:: GIVEN RECORDS ::

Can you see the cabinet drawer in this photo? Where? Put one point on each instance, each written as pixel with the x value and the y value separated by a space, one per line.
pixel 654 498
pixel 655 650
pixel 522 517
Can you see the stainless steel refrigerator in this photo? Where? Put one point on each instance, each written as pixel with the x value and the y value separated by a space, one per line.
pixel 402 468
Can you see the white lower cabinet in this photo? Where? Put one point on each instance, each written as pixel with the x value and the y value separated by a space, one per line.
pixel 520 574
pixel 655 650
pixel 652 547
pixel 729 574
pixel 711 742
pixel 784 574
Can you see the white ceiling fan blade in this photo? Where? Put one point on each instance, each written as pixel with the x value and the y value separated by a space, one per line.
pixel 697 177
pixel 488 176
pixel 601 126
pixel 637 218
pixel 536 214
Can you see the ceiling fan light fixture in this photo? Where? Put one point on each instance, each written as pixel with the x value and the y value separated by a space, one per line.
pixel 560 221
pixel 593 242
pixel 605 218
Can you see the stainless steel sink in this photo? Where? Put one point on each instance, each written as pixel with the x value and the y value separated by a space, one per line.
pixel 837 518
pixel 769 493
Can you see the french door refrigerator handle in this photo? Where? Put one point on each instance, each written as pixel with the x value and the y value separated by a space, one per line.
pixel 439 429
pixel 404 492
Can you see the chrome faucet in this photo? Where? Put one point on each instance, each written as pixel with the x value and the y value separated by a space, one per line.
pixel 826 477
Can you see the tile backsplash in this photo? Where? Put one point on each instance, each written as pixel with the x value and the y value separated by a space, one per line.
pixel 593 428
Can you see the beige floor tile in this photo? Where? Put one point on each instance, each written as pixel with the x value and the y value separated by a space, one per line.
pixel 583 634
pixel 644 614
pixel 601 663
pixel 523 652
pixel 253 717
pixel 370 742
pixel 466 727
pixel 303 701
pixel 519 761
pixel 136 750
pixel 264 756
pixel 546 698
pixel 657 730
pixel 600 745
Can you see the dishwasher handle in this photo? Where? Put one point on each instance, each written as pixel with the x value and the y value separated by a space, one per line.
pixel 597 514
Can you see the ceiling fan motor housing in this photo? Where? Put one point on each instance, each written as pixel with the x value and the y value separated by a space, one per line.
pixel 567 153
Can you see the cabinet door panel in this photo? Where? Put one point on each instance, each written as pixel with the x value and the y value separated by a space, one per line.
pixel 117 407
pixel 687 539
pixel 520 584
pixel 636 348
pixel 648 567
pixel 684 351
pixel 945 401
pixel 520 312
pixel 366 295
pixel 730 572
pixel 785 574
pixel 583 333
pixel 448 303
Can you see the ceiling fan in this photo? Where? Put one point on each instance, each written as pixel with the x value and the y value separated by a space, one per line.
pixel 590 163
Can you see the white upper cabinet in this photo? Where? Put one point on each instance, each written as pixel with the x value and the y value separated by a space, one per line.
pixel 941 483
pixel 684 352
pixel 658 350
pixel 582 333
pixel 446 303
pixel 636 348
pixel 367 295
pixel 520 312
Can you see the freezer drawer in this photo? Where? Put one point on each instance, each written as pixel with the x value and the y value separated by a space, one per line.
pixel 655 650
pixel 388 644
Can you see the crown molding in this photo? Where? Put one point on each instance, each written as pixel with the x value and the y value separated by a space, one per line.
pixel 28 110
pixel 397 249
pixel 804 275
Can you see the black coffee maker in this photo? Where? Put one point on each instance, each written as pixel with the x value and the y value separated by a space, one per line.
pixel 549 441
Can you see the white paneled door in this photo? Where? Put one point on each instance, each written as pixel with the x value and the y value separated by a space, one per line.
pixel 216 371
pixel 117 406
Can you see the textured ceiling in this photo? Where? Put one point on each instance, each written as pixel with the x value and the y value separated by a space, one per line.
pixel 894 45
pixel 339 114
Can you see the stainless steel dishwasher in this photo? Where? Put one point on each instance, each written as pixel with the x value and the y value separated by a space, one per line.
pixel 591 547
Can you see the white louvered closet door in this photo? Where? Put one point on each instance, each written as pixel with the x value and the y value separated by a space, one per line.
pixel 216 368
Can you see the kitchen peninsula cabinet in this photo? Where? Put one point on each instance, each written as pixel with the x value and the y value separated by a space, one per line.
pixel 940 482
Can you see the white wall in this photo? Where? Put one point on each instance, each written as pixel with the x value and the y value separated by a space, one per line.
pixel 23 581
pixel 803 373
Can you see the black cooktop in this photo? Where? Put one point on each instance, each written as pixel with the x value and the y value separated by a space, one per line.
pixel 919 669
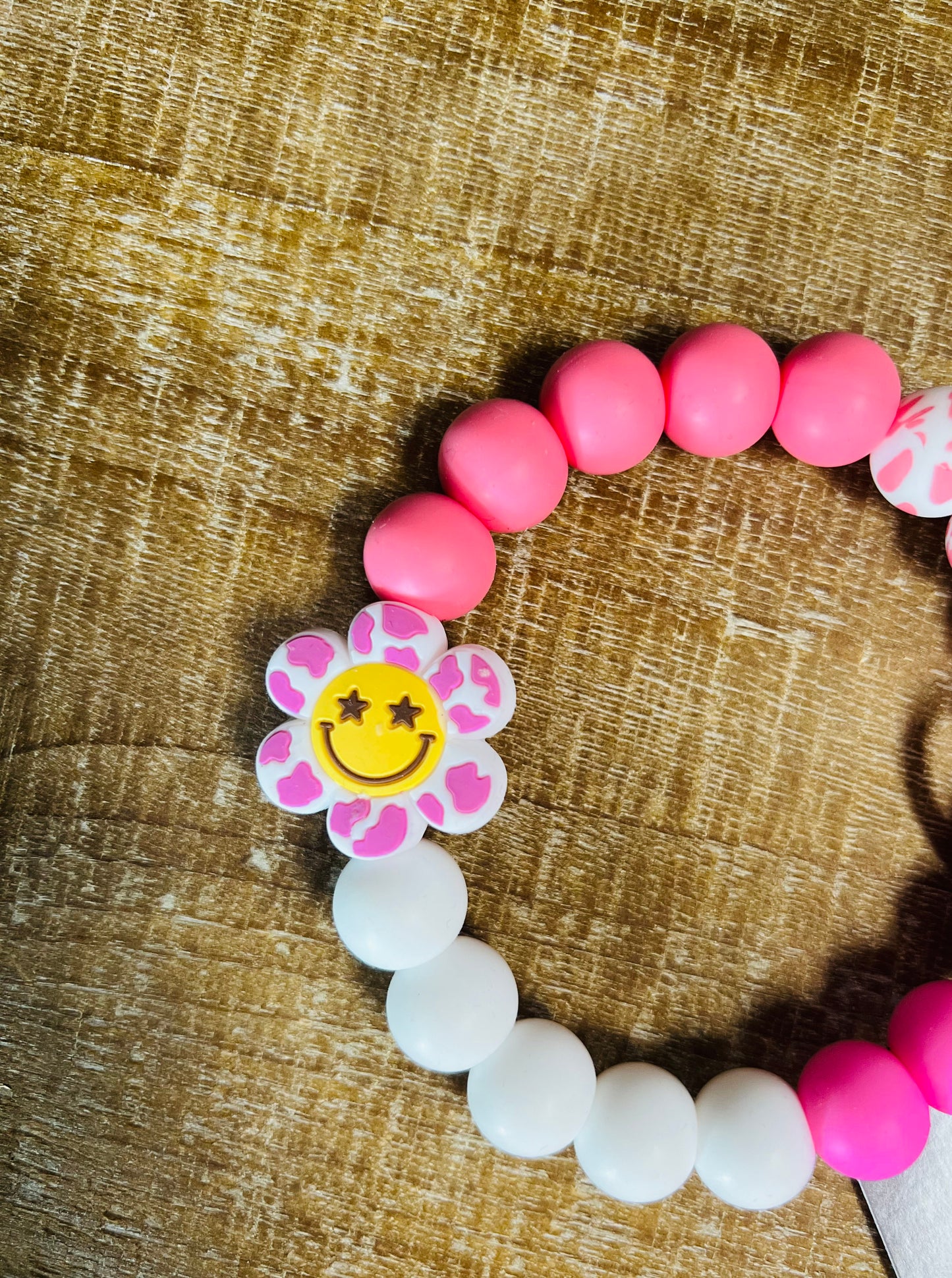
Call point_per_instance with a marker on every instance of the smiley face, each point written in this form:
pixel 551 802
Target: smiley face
pixel 378 730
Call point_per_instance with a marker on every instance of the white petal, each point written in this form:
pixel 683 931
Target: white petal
pixel 477 690
pixel 398 634
pixel 289 773
pixel 375 827
pixel 302 667
pixel 465 789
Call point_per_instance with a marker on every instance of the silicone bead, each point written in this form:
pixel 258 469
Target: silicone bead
pixel 912 466
pixel 428 551
pixel 640 1138
pixel 754 1147
pixel 454 1011
pixel 504 462
pixel 402 910
pixel 868 1117
pixel 532 1097
pixel 839 397
pixel 606 402
pixel 920 1036
pixel 722 386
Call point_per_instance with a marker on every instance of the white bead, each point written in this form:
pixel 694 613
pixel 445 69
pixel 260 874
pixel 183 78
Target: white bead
pixel 640 1139
pixel 399 912
pixel 533 1094
pixel 754 1147
pixel 451 1013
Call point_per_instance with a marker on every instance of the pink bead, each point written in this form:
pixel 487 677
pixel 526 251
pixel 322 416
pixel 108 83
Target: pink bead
pixel 837 399
pixel 607 405
pixel 504 462
pixel 920 1036
pixel 867 1116
pixel 428 551
pixel 722 386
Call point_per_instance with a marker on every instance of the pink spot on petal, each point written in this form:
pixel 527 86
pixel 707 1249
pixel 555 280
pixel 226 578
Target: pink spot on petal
pixel 300 788
pixel 431 808
pixel 386 836
pixel 403 623
pixel 485 677
pixel 311 651
pixel 360 632
pixel 405 657
pixel 895 472
pixel 285 693
pixel 941 489
pixel 466 721
pixel 275 748
pixel 345 816
pixel 907 417
pixel 447 679
pixel 468 790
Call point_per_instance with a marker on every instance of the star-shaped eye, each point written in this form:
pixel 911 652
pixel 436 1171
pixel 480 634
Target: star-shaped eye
pixel 404 712
pixel 352 707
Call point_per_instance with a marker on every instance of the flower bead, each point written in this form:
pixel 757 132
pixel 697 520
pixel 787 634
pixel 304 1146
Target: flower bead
pixel 912 466
pixel 389 730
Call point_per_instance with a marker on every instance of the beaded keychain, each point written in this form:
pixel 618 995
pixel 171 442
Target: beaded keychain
pixel 389 735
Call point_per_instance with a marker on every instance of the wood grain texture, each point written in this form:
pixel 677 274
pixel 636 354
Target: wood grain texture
pixel 254 258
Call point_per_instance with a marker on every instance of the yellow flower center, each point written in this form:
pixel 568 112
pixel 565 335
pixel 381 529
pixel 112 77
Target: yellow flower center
pixel 379 730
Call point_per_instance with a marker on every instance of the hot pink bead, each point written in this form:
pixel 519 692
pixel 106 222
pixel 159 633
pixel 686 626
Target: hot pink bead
pixel 722 386
pixel 428 551
pixel 867 1116
pixel 837 399
pixel 607 405
pixel 504 462
pixel 920 1036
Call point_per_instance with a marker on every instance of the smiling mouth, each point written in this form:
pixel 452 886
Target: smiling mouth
pixel 426 742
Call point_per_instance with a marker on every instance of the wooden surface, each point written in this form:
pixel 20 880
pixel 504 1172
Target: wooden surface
pixel 254 258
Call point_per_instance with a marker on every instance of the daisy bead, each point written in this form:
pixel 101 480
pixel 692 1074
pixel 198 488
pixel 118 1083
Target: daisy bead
pixel 868 1117
pixel 454 1011
pixel 722 386
pixel 839 397
pixel 532 1097
pixel 504 463
pixel 640 1138
pixel 912 466
pixel 387 733
pixel 402 910
pixel 754 1146
pixel 428 551
pixel 606 403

:::

TASK TO COMPLETE. Could you print the material again word for word, starting with the line that contains "Can you see the beige" and going on through the line that contains "pixel 388 644"?

THE REPLY.
Can you see the beige floor tile in this photo? Where? Put one point on each instance, each written as pixel with the x value and the y value separated by a space, one per line.
pixel 583 634
pixel 644 614
pixel 601 663
pixel 523 652
pixel 253 717
pixel 370 742
pixel 466 727
pixel 303 701
pixel 519 761
pixel 136 750
pixel 264 756
pixel 546 698
pixel 657 730
pixel 600 745
Can you see the dishwasher handle in this photo? Where? Put one point on each instance, each written as pixel with the x value and the y value separated by a space, one per line.
pixel 597 514
Can you see the ceiling fan motor housing in this photo? Where? Put one point on each instance, each written as pixel with the x value and the y value separated by a space, one per line.
pixel 567 153
Can you see the cabinet door panel in this photo? Where? Put one point on each instance, each written as pixel with the x value and the y value separated by a space, one per line.
pixel 117 407
pixel 687 539
pixel 520 584
pixel 636 348
pixel 648 567
pixel 684 351
pixel 945 401
pixel 520 312
pixel 366 295
pixel 730 572
pixel 785 574
pixel 583 333
pixel 448 303
Can you see the ceiling fan in this photo? Where? Put one point on each instance, each written as pixel with the x value and the y value separated by a space, one per line.
pixel 590 163
Can you see the white upper cabinet in this photo? Where? Put one point on each instance, each written as pixel with the x value and the y value separated by a space, one per line.
pixel 941 483
pixel 684 352
pixel 658 350
pixel 582 333
pixel 446 303
pixel 636 348
pixel 367 295
pixel 520 312
Can you see the freezer drawer in this photo? Where? Put one point on each instance, each written as pixel with the x value and the y value separated by a space, one per line.
pixel 655 650
pixel 388 644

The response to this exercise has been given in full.